_Input data:_
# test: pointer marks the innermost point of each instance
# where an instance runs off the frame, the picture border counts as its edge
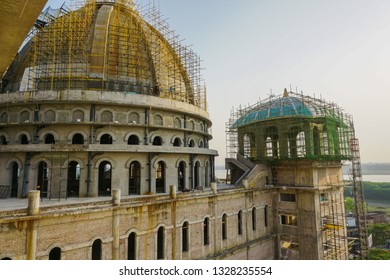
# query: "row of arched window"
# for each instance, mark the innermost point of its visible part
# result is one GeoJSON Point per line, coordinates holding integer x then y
{"type": "Point", "coordinates": [105, 139]}
{"type": "Point", "coordinates": [106, 116]}
{"type": "Point", "coordinates": [96, 249]}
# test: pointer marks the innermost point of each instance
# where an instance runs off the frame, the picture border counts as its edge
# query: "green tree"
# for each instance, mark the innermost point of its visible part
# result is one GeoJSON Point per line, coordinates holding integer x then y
{"type": "Point", "coordinates": [349, 204]}
{"type": "Point", "coordinates": [378, 254]}
{"type": "Point", "coordinates": [380, 233]}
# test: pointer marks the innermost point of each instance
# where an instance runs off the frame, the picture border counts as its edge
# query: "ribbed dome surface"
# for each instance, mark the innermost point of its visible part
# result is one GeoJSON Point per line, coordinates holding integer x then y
{"type": "Point", "coordinates": [104, 45]}
{"type": "Point", "coordinates": [288, 105]}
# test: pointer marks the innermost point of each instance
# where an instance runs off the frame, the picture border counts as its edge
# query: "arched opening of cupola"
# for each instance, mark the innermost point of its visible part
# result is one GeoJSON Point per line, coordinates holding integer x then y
{"type": "Point", "coordinates": [49, 139]}
{"type": "Point", "coordinates": [181, 174]}
{"type": "Point", "coordinates": [160, 177]}
{"type": "Point", "coordinates": [43, 178]}
{"type": "Point", "coordinates": [73, 180]}
{"type": "Point", "coordinates": [15, 171]}
{"type": "Point", "coordinates": [78, 139]}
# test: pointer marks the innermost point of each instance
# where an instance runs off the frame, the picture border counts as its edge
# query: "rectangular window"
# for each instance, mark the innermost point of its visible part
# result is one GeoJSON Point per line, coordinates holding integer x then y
{"type": "Point", "coordinates": [289, 197]}
{"type": "Point", "coordinates": [288, 220]}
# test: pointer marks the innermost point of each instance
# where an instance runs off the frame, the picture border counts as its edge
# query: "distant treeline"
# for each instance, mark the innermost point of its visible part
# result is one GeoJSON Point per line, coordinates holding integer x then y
{"type": "Point", "coordinates": [372, 191]}
{"type": "Point", "coordinates": [371, 169]}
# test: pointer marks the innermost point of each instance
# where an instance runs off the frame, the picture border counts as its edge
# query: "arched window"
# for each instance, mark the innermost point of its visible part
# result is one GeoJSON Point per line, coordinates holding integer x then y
{"type": "Point", "coordinates": [131, 246]}
{"type": "Point", "coordinates": [78, 139]}
{"type": "Point", "coordinates": [160, 243]}
{"type": "Point", "coordinates": [24, 116]}
{"type": "Point", "coordinates": [158, 120]}
{"type": "Point", "coordinates": [3, 140]}
{"type": "Point", "coordinates": [106, 116]}
{"type": "Point", "coordinates": [49, 139]}
{"type": "Point", "coordinates": [50, 116]}
{"type": "Point", "coordinates": [133, 140]}
{"type": "Point", "coordinates": [15, 171]}
{"type": "Point", "coordinates": [254, 218]}
{"type": "Point", "coordinates": [105, 175]}
{"type": "Point", "coordinates": [106, 139]}
{"type": "Point", "coordinates": [181, 174]}
{"type": "Point", "coordinates": [134, 118]}
{"type": "Point", "coordinates": [135, 178]}
{"type": "Point", "coordinates": [97, 250]}
{"type": "Point", "coordinates": [239, 222]}
{"type": "Point", "coordinates": [4, 118]}
{"type": "Point", "coordinates": [73, 180]}
{"type": "Point", "coordinates": [301, 145]}
{"type": "Point", "coordinates": [185, 237]}
{"type": "Point", "coordinates": [78, 116]}
{"type": "Point", "coordinates": [23, 139]}
{"type": "Point", "coordinates": [55, 254]}
{"type": "Point", "coordinates": [157, 141]}
{"type": "Point", "coordinates": [177, 142]}
{"type": "Point", "coordinates": [206, 231]}
{"type": "Point", "coordinates": [43, 178]}
{"type": "Point", "coordinates": [224, 227]}
{"type": "Point", "coordinates": [177, 123]}
{"type": "Point", "coordinates": [197, 174]}
{"type": "Point", "coordinates": [160, 177]}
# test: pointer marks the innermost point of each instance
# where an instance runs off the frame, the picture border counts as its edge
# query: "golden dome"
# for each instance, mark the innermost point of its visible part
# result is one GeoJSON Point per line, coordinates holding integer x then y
{"type": "Point", "coordinates": [108, 46]}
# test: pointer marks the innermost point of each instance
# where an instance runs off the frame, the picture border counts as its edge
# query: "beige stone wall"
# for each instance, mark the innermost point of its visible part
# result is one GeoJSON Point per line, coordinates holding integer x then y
{"type": "Point", "coordinates": [75, 229]}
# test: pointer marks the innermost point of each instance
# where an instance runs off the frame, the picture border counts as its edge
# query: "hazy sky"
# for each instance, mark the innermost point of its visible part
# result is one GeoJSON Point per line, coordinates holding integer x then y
{"type": "Point", "coordinates": [337, 49]}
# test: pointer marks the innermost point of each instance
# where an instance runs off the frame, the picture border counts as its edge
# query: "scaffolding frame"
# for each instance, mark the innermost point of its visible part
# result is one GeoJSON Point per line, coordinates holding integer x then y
{"type": "Point", "coordinates": [333, 228]}
{"type": "Point", "coordinates": [329, 142]}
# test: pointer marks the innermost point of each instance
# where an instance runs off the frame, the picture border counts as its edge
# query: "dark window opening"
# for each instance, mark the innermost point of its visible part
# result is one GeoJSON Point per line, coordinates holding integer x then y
{"type": "Point", "coordinates": [105, 175]}
{"type": "Point", "coordinates": [177, 142]}
{"type": "Point", "coordinates": [239, 222]}
{"type": "Point", "coordinates": [55, 254]}
{"type": "Point", "coordinates": [254, 218]}
{"type": "Point", "coordinates": [135, 178]}
{"type": "Point", "coordinates": [15, 171]}
{"type": "Point", "coordinates": [206, 230]}
{"type": "Point", "coordinates": [181, 176]}
{"type": "Point", "coordinates": [43, 178]}
{"type": "Point", "coordinates": [106, 139]}
{"type": "Point", "coordinates": [184, 237]}
{"type": "Point", "coordinates": [288, 197]}
{"type": "Point", "coordinates": [160, 177]}
{"type": "Point", "coordinates": [73, 181]}
{"type": "Point", "coordinates": [224, 227]}
{"type": "Point", "coordinates": [23, 140]}
{"type": "Point", "coordinates": [97, 250]}
{"type": "Point", "coordinates": [49, 139]}
{"type": "Point", "coordinates": [157, 141]}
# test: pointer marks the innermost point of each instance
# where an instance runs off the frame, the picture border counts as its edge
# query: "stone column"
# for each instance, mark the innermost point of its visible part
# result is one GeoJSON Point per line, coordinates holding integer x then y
{"type": "Point", "coordinates": [116, 201]}
{"type": "Point", "coordinates": [32, 225]}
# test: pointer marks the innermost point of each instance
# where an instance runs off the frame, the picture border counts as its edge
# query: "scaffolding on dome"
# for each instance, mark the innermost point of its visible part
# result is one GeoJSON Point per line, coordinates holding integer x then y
{"type": "Point", "coordinates": [330, 139]}
{"type": "Point", "coordinates": [335, 139]}
{"type": "Point", "coordinates": [145, 54]}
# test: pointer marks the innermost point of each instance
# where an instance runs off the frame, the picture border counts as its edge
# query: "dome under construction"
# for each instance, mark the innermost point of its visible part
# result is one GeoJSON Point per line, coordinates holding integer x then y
{"type": "Point", "coordinates": [102, 97]}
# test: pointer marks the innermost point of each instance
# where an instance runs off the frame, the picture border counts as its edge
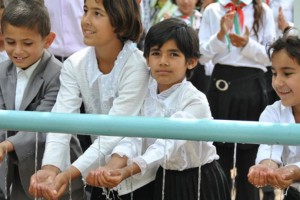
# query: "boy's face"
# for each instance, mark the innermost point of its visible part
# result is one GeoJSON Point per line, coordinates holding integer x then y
{"type": "Point", "coordinates": [186, 6]}
{"type": "Point", "coordinates": [286, 78]}
{"type": "Point", "coordinates": [24, 46]}
{"type": "Point", "coordinates": [168, 65]}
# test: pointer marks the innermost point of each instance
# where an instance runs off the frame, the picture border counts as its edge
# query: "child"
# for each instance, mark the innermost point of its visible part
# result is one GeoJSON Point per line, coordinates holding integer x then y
{"type": "Point", "coordinates": [109, 77]}
{"type": "Point", "coordinates": [279, 165]}
{"type": "Point", "coordinates": [171, 51]}
{"type": "Point", "coordinates": [29, 81]}
{"type": "Point", "coordinates": [3, 55]}
{"type": "Point", "coordinates": [233, 35]}
{"type": "Point", "coordinates": [187, 11]}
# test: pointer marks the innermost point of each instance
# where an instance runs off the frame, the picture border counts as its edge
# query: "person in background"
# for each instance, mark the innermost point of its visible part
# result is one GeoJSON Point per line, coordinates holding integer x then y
{"type": "Point", "coordinates": [172, 52]}
{"type": "Point", "coordinates": [109, 77]}
{"type": "Point", "coordinates": [3, 54]}
{"type": "Point", "coordinates": [234, 37]}
{"type": "Point", "coordinates": [29, 81]}
{"type": "Point", "coordinates": [65, 18]}
{"type": "Point", "coordinates": [279, 165]}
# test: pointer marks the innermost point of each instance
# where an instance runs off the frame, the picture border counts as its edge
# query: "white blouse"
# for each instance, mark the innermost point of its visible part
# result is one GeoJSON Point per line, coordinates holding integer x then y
{"type": "Point", "coordinates": [253, 54]}
{"type": "Point", "coordinates": [182, 100]}
{"type": "Point", "coordinates": [281, 154]}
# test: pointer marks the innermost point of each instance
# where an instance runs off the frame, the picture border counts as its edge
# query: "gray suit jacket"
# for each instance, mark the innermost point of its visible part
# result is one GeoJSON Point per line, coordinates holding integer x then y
{"type": "Point", "coordinates": [40, 95]}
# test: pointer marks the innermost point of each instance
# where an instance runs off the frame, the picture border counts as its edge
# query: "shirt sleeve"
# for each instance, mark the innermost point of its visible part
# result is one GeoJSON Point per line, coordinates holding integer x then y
{"type": "Point", "coordinates": [210, 45]}
{"type": "Point", "coordinates": [256, 50]}
{"type": "Point", "coordinates": [265, 151]}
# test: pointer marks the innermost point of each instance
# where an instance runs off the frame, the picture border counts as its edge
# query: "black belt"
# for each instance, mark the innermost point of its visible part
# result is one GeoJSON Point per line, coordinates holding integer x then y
{"type": "Point", "coordinates": [224, 85]}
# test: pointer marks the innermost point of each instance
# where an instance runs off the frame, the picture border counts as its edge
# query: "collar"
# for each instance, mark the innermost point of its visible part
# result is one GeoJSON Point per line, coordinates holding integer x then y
{"type": "Point", "coordinates": [29, 70]}
{"type": "Point", "coordinates": [165, 94]}
{"type": "Point", "coordinates": [225, 2]}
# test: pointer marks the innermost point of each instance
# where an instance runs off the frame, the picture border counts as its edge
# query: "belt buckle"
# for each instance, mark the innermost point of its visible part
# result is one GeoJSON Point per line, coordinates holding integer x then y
{"type": "Point", "coordinates": [222, 85]}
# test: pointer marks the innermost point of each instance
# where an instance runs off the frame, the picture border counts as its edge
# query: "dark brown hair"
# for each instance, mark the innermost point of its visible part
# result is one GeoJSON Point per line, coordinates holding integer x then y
{"type": "Point", "coordinates": [30, 14]}
{"type": "Point", "coordinates": [125, 17]}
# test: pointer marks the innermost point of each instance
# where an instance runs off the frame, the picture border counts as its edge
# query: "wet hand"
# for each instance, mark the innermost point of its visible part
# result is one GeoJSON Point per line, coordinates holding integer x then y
{"type": "Point", "coordinates": [226, 24]}
{"type": "Point", "coordinates": [61, 183]}
{"type": "Point", "coordinates": [257, 175]}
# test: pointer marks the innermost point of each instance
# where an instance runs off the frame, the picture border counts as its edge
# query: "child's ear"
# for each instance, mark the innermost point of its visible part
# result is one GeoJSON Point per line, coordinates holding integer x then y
{"type": "Point", "coordinates": [49, 39]}
{"type": "Point", "coordinates": [192, 63]}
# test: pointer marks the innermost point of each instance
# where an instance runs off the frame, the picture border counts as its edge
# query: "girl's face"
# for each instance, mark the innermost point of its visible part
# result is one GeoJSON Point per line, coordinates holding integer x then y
{"type": "Point", "coordinates": [96, 27]}
{"type": "Point", "coordinates": [186, 6]}
{"type": "Point", "coordinates": [168, 65]}
{"type": "Point", "coordinates": [286, 78]}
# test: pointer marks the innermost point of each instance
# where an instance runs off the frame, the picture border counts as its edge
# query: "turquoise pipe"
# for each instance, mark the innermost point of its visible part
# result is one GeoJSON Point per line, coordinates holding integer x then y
{"type": "Point", "coordinates": [186, 129]}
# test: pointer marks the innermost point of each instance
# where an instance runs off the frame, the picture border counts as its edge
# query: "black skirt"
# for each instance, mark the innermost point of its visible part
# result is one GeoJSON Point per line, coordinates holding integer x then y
{"type": "Point", "coordinates": [143, 193]}
{"type": "Point", "coordinates": [183, 185]}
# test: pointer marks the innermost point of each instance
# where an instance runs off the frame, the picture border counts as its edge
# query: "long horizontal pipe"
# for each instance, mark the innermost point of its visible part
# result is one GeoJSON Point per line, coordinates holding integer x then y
{"type": "Point", "coordinates": [185, 129]}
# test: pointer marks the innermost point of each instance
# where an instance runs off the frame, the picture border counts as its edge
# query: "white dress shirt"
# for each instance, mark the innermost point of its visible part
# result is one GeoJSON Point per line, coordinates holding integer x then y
{"type": "Point", "coordinates": [281, 154]}
{"type": "Point", "coordinates": [23, 77]}
{"type": "Point", "coordinates": [121, 92]}
{"type": "Point", "coordinates": [253, 54]}
{"type": "Point", "coordinates": [182, 100]}
{"type": "Point", "coordinates": [65, 17]}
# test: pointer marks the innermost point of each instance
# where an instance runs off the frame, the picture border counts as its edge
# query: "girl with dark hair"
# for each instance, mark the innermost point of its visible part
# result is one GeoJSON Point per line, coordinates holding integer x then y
{"type": "Point", "coordinates": [171, 51]}
{"type": "Point", "coordinates": [109, 77]}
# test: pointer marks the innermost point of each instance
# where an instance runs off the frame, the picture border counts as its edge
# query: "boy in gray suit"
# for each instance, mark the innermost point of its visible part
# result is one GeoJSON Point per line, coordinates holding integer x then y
{"type": "Point", "coordinates": [29, 81]}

_Instructions for the task:_
Scan the material above line by line and report how many lines contain the word "suit", nothing further.

_Task solution:_
2